• _ACTIVITY_:
Each record is to be copied exactly as written.

• _ENTRIES PROVIDED_:
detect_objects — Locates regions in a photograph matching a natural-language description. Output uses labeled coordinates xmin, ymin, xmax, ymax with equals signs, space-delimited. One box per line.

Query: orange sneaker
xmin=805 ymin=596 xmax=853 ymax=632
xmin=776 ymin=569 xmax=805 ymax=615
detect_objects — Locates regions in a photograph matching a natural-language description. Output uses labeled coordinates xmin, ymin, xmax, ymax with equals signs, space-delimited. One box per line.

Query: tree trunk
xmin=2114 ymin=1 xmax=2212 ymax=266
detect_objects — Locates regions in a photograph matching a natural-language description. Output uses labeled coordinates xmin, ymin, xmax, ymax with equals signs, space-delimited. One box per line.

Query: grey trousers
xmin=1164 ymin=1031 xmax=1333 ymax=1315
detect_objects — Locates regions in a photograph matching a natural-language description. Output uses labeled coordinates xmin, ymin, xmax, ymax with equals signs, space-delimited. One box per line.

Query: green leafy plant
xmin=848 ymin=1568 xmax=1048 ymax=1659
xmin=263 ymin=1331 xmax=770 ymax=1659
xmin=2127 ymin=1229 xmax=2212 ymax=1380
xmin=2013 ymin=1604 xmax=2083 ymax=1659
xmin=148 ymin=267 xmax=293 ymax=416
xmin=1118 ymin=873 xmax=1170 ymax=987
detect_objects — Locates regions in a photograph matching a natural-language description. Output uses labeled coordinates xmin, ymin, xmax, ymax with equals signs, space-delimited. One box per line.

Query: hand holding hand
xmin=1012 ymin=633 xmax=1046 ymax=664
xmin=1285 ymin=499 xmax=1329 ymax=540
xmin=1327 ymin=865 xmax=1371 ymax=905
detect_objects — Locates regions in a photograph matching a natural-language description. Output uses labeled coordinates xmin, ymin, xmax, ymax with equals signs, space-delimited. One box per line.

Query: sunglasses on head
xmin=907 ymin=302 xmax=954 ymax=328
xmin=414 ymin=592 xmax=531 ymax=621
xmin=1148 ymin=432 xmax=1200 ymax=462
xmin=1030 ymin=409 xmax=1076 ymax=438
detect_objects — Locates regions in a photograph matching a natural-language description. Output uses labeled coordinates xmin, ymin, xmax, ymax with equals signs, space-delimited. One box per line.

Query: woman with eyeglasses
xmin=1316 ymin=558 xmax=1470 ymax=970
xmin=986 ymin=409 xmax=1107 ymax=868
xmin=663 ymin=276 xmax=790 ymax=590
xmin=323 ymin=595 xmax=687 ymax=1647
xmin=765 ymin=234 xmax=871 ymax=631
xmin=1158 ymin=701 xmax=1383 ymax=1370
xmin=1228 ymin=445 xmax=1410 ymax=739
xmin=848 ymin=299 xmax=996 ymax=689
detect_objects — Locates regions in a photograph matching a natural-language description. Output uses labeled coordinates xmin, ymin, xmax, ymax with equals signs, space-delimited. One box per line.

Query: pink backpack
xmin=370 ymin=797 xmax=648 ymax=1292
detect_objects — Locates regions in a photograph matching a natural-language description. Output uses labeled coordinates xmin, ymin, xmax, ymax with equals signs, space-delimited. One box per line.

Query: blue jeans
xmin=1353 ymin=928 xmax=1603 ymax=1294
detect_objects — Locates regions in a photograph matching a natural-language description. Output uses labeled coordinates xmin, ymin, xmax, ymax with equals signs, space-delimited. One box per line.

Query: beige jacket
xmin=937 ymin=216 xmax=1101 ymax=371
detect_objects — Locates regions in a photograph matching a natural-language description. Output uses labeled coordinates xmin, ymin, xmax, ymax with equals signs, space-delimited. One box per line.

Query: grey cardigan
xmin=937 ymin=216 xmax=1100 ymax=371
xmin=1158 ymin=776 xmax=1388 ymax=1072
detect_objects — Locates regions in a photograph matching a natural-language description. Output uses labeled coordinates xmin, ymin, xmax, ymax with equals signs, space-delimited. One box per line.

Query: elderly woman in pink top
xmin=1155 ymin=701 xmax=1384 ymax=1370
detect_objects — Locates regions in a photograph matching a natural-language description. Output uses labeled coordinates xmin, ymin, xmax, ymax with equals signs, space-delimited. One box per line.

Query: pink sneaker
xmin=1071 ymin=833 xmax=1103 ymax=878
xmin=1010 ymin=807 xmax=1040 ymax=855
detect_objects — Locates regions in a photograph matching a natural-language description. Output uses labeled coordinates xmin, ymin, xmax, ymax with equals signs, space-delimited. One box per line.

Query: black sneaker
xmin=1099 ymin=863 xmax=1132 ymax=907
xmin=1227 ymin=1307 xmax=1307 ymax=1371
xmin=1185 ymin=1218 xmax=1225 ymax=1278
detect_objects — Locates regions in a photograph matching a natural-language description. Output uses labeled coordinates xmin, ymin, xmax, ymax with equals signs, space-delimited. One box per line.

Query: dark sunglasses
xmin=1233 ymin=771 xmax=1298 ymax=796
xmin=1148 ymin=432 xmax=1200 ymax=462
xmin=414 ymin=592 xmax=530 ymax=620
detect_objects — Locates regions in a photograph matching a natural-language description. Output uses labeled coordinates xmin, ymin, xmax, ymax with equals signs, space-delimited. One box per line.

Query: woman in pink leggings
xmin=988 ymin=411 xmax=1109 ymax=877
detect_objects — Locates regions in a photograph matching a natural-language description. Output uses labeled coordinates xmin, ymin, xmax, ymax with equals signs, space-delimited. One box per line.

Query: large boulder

• _EXPECTED OUTPUT_:
detect_objects — Locates regions in a photograph matching a natural-language description. Output uses labeled coordinates xmin, ymin, xmax, ymax with equals signs, space-delimited. One box per line.

Query: orange sneaker
xmin=805 ymin=596 xmax=853 ymax=632
xmin=776 ymin=569 xmax=805 ymax=615
detect_objects — Locates regions in a photograph matching a natural-language description. Output uses labeled coordinates xmin, ymin, xmax, ymax with equals signs, space-delimited. One box per line.

Query: tree trunk
xmin=2114 ymin=1 xmax=2212 ymax=266
detect_objects — Locates regions in a photograph matching a natural-language description. Output uses labeled coordinates xmin, ymin, xmax, ymax with equals signs, space-delimited. One box per line.

Query: grey trousers
xmin=1164 ymin=1031 xmax=1333 ymax=1315
detect_objects — Locates regions in a photograph matching a natural-language description. Output uses labeled coordinates xmin, ymin, xmax, ymax with equals signs, space-delimited. One box per line.

Query: green leafy plant
xmin=848 ymin=1568 xmax=1048 ymax=1659
xmin=263 ymin=1331 xmax=770 ymax=1659
xmin=2127 ymin=1229 xmax=2212 ymax=1380
xmin=2013 ymin=1604 xmax=2083 ymax=1659
xmin=148 ymin=267 xmax=293 ymax=416
xmin=1118 ymin=873 xmax=1170 ymax=987
detect_objects — Locates regions in a photograph matching a natural-language description. Output uses labeled coordinates xmin, ymin, xmax, ymax with equals signs, space-delimited. One box per line.

Query: hand holding hand
xmin=1012 ymin=633 xmax=1046 ymax=664
xmin=1285 ymin=499 xmax=1329 ymax=540
xmin=1327 ymin=865 xmax=1371 ymax=905
detect_objects — Locates regions in a photograph matching a natural-language description. Output uses labeled coordinates xmin, ymin, xmax, ymax with equals signs, space-delimited. One box per line.

Query: sunglasses on head
xmin=907 ymin=302 xmax=954 ymax=328
xmin=414 ymin=592 xmax=531 ymax=621
xmin=1148 ymin=432 xmax=1200 ymax=462
xmin=1030 ymin=409 xmax=1076 ymax=438
detect_objects — Locates regions in a photograph matching a natural-language description. Output uses labeled coordinates xmin, ymin, xmax, ymax with equals signs, space-delimited. One box per line.

Query: woman with eyeglasses
xmin=1316 ymin=558 xmax=1470 ymax=970
xmin=986 ymin=409 xmax=1107 ymax=868
xmin=663 ymin=276 xmax=790 ymax=590
xmin=323 ymin=595 xmax=687 ymax=1647
xmin=765 ymin=234 xmax=871 ymax=631
xmin=1158 ymin=701 xmax=1383 ymax=1370
xmin=1228 ymin=445 xmax=1410 ymax=739
xmin=848 ymin=299 xmax=996 ymax=689
detect_objects — Locates regions in a photograph matching a natural-language description. Output uses labeled coordinates xmin, ymin, xmax, ymax with equals signs, space-delimited. One box per line.

Query: pink backpack
xmin=370 ymin=797 xmax=648 ymax=1292
detect_objects — Locates regions in a photograph matching a natural-language description. Output uses labeled coordinates xmin, ymin, xmax, ymax with equals signs, space-delimited. One box per line.

Query: blue jeans
xmin=1353 ymin=928 xmax=1603 ymax=1294
detect_objects — Locates regions in a photograph matching a natural-language description. Output uses labeled coordinates xmin, ymin, xmax, ymax with equals signs, space-delimited. One box per line.

Query: beige jacket
xmin=937 ymin=216 xmax=1101 ymax=371
detect_objects — Locates regions in a photograph matching a natural-language description. Output uses labeled coordinates xmin, ymin, xmax, ymax with equals signs, space-delimited. One box per line.

Query: grey cardigan
xmin=937 ymin=216 xmax=1100 ymax=371
xmin=1158 ymin=776 xmax=1388 ymax=1072
detect_objects — Locates regions in a photograph matching a natural-language description. Output uses labeled coordinates xmin, ymin, xmax, ymax with equals signs, space-delimited. One box per line.

Query: elderly woman in pink top
xmin=1155 ymin=701 xmax=1384 ymax=1370
detect_objects — Locates regions in a photograph matching a natural-language description. Output uses labeled coordinates xmin, ymin, xmax, ymax with equals signs, space-delimited. One box per line.

Query: pink sneaker
xmin=1071 ymin=833 xmax=1103 ymax=878
xmin=1010 ymin=807 xmax=1040 ymax=855
detect_objects — Locates regions in a photograph matching a natural-language description. Output uses labeled coordinates xmin, ymin, xmax, ymax with equals signs, space-delimited. One box per line.

Query: black sneaker
xmin=1099 ymin=863 xmax=1132 ymax=907
xmin=1227 ymin=1307 xmax=1307 ymax=1371
xmin=1185 ymin=1218 xmax=1225 ymax=1278
detect_objects — Locates regions in a photograph matching a natural-language description. Output uses labeled coordinates xmin, ymin, xmax, ymax with equals signs, space-delimited. One box per line.

Query: dark sunglasses
xmin=1233 ymin=771 xmax=1298 ymax=796
xmin=1148 ymin=432 xmax=1200 ymax=462
xmin=414 ymin=592 xmax=530 ymax=620
detect_objects — Locates regions in a photograph matching a natural-language description. Output uses labeled coordinates xmin, ymin, xmax, ymax with equals signs, space-delimited. One box per line.

Query: woman in pink leggings
xmin=988 ymin=411 xmax=1109 ymax=877
detect_objects — Locates regions in a photograph matching a natural-language description. Output uses labeled coordinates xmin, ymin, xmax, ymax with equals signs, space-delimited. One box per line.

Query: large boulder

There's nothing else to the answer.